[Dataset entries]
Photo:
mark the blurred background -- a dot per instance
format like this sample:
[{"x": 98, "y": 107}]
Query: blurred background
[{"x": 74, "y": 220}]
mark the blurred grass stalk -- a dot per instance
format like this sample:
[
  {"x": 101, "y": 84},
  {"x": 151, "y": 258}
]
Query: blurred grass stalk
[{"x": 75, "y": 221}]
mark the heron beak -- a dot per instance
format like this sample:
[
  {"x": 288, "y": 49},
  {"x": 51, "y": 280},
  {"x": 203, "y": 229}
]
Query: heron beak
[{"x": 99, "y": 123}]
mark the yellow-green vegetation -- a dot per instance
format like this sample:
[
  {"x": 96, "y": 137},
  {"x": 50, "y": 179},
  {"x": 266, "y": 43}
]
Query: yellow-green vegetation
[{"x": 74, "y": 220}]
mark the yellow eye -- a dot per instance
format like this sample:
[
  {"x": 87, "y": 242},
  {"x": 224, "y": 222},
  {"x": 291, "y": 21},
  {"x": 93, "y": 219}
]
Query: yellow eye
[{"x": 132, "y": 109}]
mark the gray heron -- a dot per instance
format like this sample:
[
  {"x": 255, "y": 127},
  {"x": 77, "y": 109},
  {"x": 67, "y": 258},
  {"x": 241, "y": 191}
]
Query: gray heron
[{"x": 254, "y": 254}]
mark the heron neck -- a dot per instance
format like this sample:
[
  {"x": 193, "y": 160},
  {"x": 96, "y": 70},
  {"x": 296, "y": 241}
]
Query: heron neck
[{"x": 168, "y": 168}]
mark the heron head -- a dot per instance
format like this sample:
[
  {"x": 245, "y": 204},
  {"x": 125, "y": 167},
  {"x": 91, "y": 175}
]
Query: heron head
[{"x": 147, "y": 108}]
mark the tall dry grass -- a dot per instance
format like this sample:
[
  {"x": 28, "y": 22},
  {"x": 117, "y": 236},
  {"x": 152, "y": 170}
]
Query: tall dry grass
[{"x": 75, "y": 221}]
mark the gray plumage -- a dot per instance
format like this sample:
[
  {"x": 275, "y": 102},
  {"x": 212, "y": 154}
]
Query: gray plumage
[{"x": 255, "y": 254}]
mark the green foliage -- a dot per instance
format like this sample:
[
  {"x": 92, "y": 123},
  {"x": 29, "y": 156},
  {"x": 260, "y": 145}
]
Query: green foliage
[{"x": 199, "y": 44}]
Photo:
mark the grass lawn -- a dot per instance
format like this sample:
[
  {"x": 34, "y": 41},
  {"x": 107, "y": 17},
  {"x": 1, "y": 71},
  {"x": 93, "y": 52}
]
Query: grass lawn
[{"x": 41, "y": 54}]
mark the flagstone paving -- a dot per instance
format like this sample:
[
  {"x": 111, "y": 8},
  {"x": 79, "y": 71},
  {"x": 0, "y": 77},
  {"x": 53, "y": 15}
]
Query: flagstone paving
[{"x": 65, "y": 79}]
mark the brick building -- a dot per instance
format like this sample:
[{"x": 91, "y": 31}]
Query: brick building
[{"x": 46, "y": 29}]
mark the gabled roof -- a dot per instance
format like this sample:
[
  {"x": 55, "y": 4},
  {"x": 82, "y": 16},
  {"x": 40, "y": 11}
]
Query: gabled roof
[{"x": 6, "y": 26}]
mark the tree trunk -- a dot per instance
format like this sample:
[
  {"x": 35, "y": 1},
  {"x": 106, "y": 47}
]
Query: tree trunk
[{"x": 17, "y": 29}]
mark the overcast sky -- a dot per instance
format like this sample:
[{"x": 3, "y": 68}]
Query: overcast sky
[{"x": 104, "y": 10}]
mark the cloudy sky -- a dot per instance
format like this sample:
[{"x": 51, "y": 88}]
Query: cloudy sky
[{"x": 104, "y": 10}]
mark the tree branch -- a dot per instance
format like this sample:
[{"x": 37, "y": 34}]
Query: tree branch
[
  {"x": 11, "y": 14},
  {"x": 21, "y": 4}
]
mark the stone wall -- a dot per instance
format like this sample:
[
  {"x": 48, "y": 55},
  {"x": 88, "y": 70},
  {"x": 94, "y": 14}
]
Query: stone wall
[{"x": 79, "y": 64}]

* * *

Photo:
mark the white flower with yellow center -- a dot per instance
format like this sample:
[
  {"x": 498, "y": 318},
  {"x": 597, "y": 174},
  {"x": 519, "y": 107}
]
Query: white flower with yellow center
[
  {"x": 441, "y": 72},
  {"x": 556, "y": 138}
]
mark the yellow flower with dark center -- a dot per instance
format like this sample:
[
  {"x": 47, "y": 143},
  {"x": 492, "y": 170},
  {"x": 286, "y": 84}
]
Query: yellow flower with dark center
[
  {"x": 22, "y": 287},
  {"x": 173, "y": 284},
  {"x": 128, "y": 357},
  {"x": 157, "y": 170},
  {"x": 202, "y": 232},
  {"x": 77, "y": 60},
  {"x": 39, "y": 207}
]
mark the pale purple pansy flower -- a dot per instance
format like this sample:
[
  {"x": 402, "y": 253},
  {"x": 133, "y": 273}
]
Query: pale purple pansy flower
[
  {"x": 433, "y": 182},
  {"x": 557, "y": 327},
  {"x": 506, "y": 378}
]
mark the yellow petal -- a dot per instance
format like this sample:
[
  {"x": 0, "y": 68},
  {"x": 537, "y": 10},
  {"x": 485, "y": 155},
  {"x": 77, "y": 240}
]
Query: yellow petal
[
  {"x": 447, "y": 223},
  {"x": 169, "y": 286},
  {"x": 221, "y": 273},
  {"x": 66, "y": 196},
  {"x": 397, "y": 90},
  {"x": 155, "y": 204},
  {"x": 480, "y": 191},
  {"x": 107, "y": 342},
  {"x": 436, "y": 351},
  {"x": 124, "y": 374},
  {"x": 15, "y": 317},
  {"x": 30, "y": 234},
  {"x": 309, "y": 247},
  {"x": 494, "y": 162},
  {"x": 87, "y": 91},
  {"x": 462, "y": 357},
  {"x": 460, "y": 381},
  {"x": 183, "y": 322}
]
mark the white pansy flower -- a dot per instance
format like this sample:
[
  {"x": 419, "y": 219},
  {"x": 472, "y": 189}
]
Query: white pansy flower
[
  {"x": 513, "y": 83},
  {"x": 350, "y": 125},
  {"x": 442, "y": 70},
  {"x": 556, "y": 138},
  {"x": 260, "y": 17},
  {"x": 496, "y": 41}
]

[Problem details]
Which lines in the records above contain the string "beak"? Gather each of them, copied in full, and treat case as significant.

[Result]
mark the heron beak -- a dot per instance
Query: heron beak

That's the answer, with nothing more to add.